• **STATED EXERCISE**:
Reproduce each line of the listing exactly.

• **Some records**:
━━━━━━

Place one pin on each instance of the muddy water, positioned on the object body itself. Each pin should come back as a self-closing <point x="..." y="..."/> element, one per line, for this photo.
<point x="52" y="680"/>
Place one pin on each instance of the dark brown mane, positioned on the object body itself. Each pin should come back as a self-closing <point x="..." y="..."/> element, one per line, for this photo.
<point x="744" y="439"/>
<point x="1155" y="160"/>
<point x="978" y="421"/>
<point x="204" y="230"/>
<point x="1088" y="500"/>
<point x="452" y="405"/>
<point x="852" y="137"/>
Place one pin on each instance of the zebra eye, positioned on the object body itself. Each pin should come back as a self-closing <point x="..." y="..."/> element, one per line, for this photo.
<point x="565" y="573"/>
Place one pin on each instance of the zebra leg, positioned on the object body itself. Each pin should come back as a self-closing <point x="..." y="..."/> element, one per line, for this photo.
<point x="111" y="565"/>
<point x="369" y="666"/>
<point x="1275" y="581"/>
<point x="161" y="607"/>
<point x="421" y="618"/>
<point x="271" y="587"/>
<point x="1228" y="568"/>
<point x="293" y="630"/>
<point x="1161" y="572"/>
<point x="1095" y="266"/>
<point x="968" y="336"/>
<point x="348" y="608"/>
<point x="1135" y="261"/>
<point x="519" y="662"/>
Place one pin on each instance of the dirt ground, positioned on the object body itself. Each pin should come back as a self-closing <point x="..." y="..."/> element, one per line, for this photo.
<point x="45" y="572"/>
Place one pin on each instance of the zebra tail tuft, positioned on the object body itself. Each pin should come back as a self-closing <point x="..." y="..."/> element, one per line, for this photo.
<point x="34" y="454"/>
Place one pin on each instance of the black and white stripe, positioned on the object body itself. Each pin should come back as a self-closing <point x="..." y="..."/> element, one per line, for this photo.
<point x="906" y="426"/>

━━━━━━

• **TASK SOLUTION**:
Place one pin on each instance of the muddy water, positioned on the object body itself. Each pin should come back as a self-closing <point x="..." y="..."/> element, one per line, for this photo.
<point x="52" y="680"/>
Place one pin on each instance of the dark brown mane, positioned on the object body itself. Each pin should come back as a self-closing <point x="..." y="..."/> element, one per line, for this photo.
<point x="744" y="439"/>
<point x="1155" y="160"/>
<point x="978" y="421"/>
<point x="204" y="230"/>
<point x="1088" y="500"/>
<point x="452" y="405"/>
<point x="852" y="137"/>
Place one pin on each instance of the zebra eye, positioned on the object body itself. Each pin should come back as a self-closing <point x="..." y="..."/> element, one per line, for this photo.
<point x="565" y="573"/>
Place one pin on each instance of the zebra leg, positioned on the object body itself. Each pin should come back as a self-closing <point x="..." y="..."/> element, one per line, for this photo.
<point x="111" y="565"/>
<point x="369" y="666"/>
<point x="1275" y="581"/>
<point x="161" y="607"/>
<point x="421" y="618"/>
<point x="271" y="587"/>
<point x="1228" y="568"/>
<point x="293" y="630"/>
<point x="1161" y="572"/>
<point x="1095" y="266"/>
<point x="968" y="336"/>
<point x="348" y="608"/>
<point x="1135" y="261"/>
<point x="519" y="662"/>
Place one pin on each instance of the dirt ground, positioned on the object body itself. Each pin should come back as a self-closing <point x="..." y="..."/> element, one per line, for this photo.
<point x="45" y="572"/>
Place one pin on each instance of the zebra tail tuft, positioned on the object body itself. Each pin should come back as a self-closing <point x="..." y="..."/> element, one per line, for this photo.
<point x="34" y="454"/>
Place one pin on each instance of the black and white stripe, positioned on the object body itself. Each pin should come back as a self-closing <point x="..." y="..."/> element, one per line, for this photo.
<point x="906" y="426"/>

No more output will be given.